TASK INSTRUCTIONS: Retype every one of the following rows line by line, keeping each character, space and bracket unchanged.

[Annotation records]
======
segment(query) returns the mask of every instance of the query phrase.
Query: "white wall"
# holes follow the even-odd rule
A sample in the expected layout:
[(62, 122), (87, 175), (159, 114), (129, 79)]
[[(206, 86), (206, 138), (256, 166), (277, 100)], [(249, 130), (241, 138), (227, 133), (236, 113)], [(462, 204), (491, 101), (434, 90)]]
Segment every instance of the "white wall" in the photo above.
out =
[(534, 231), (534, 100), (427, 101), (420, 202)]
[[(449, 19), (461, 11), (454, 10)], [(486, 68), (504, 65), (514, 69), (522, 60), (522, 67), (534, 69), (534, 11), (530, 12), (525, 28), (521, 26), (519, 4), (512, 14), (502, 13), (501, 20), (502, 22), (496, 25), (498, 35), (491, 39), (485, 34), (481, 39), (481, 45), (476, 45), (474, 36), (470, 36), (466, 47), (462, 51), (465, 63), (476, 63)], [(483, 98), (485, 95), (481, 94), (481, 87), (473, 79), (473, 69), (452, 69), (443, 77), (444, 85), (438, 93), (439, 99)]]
======
COMPLETE RESPONSE:
segment(query) returns the mask of every instance of the query phrase.
Query: "white wall"
# holes follow the even-odd rule
A sample in the expected layout:
[(62, 122), (87, 175), (159, 114), (129, 79)]
[[(206, 86), (206, 138), (256, 166), (277, 100)], [(249, 130), (241, 138), (227, 133), (236, 113)], [(462, 204), (491, 101), (434, 90)]]
Segment every instance of the "white wall" in the photo above.
out =
[(534, 231), (534, 100), (427, 101), (420, 202)]
[[(449, 19), (461, 11), (454, 10)], [(486, 68), (504, 65), (514, 69), (522, 60), (522, 67), (534, 69), (534, 11), (530, 12), (525, 28), (521, 26), (519, 4), (512, 14), (502, 13), (501, 20), (502, 22), (496, 25), (498, 35), (491, 39), (485, 34), (481, 39), (481, 45), (476, 45), (474, 36), (470, 36), (466, 47), (462, 51), (465, 63), (476, 63)], [(483, 98), (485, 95), (481, 94), (481, 87), (473, 79), (473, 69), (452, 69), (443, 77), (444, 85), (438, 93), (439, 99)]]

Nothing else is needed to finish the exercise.